#### Extract provided:
╭──

As a result, Pittsburgh and the rest of southwestern Pennsylvania find themselves on the wrong end of air quality rankings of U.S. cities and regions. And that signals greater local health risks, tarnishes Pittsburgh’s “most livable city” image, poses a competitive disadvantage in attracting talent, business and visitors and begs the question why outcries such as those heard in Avalon that evening are the exception in a region where breathing substandard air spans three centuries.
Sometime last summer, county air quality inspectors noticed mounting problems with emissions coming from several points throughout the Shenango coke plant, which has operated for 52 years on heavily industrialized Neville Island in the Ohio River, five miles downstream of downtown Pittsburgh. The violations led the Health Department Air Quality Program to double inspections to build a case against the coke works, which has been owned by Ann Arbor, Mich.-based DTE Energy Services since 2008.
Shenango is the smaller of the two coke works in the county, operating one battery of 56 ovens, which each year produce 350,000 tons of coke, the chief fuel used in steelmaking. The coke is sent by rail to the Severstal-North America steel mill in Dearborn, Mich. The nine batteries at the U.S. Steel Clairton plant along the Monongahela River, the nation’s largest coke works, turn out 4.7 million tons of coke per year that fuel the company’s steel mills.
The basic recipe for making coke is fairly straightforward: Fill an oven with coal. Bake at 2,000 degrees Fahrenheit for 18 hours. Remove and douse with water to cool.
It’s also a recipe for hazardous byproducts. Baking coal produces fine particulates, known as PM2.5, a dangerous air pollutant, and air toxins known or suspected of causing cancer and other serious health effects, such as benzene, xylene and toluene. Benzene and others have market value and are captured and sold. All are regulated to protect the public from their harmful effects.
For coke plants that bake coal around the clock, harnessing those emissions has proven to be an operational and engineering challenge so steep that the two in Allegheny County have not been able to do so to the degree necessary to avoid repeatedly violating air quality regulations. Not surprisingly, they’re among the largest single-source emitters of air pollution in the county.
Even after U.S. Steel spent $500 million on a new battery of environmentally advanced coke ovens, emissions were found to be high enough to violate air quality regulations in places where the ovens are fed with coal. The problem, apparently related to a design issue with the battery completed just last year, will likely result in an order to resolve it, says Jim Thompson, Allegheny County Health Department deputy director of environmental health.
So what is the best environmental performance that can be reasonably expected from local coke plants? “It’s a dirty process,” Thompson says. “They’re in river valleys where there are frequent temperature inversions. What we can only do is have them meet the minimum requirements. I think that’s the best-case scenario, where they are in compliance."

╰──

#### Apply what you read:
**A.** Output the section of the coke plant passage that opens with the words containing "It’s also a" and closes with "their harmful effects.", copying it word for word.
**B.** According to the coke plant passage, how many ovens make up the single battery at the Shenango plant?
The listing is taken from a different source than the coke plant passage.

#### Input data:
╭──

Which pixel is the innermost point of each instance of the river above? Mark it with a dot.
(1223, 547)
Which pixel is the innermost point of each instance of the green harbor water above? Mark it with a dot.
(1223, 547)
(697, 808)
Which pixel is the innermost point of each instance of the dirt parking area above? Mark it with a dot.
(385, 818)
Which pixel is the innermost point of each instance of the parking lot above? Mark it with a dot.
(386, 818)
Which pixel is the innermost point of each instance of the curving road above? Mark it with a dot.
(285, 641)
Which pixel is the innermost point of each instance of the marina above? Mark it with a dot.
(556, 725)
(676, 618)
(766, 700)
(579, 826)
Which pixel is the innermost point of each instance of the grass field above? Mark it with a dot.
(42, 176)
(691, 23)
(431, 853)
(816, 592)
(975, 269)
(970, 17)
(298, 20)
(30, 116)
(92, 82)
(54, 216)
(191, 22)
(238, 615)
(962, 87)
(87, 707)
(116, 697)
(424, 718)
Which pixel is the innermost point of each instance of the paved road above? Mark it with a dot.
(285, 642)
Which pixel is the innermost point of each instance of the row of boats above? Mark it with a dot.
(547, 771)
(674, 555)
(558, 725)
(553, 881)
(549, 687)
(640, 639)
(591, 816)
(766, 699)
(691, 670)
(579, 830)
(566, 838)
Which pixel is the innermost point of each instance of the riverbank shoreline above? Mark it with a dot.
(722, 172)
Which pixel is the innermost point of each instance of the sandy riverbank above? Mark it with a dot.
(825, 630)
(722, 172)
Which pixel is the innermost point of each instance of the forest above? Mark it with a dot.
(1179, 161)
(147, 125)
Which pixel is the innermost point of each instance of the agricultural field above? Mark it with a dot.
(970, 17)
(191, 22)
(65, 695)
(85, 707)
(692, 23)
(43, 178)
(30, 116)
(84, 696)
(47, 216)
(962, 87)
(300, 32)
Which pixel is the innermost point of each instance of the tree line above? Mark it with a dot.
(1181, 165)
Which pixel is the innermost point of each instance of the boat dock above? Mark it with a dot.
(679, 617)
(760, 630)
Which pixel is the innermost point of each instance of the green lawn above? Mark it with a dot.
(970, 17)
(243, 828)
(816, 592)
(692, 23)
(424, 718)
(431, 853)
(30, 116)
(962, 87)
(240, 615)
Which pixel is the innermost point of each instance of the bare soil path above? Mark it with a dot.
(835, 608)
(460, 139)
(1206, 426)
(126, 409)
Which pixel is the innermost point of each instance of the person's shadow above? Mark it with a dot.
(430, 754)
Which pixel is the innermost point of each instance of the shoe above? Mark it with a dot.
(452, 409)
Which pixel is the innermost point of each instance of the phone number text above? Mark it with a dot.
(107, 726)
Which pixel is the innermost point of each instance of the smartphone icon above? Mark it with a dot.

╰──

#### Exercise results:
**A.**
It’s also a recipe for hazardous byproducts. Baking coal produces fine particulates, known as PM2.5, a dangerous air pollutant, and air toxins known or suspected of causing cancer and other serious health effects, such as benzene, xylene and toluene. Benzene and others have market value and are captured and sold. All are regulated to protect the public from their harmful effects.

**B.** 56 ovens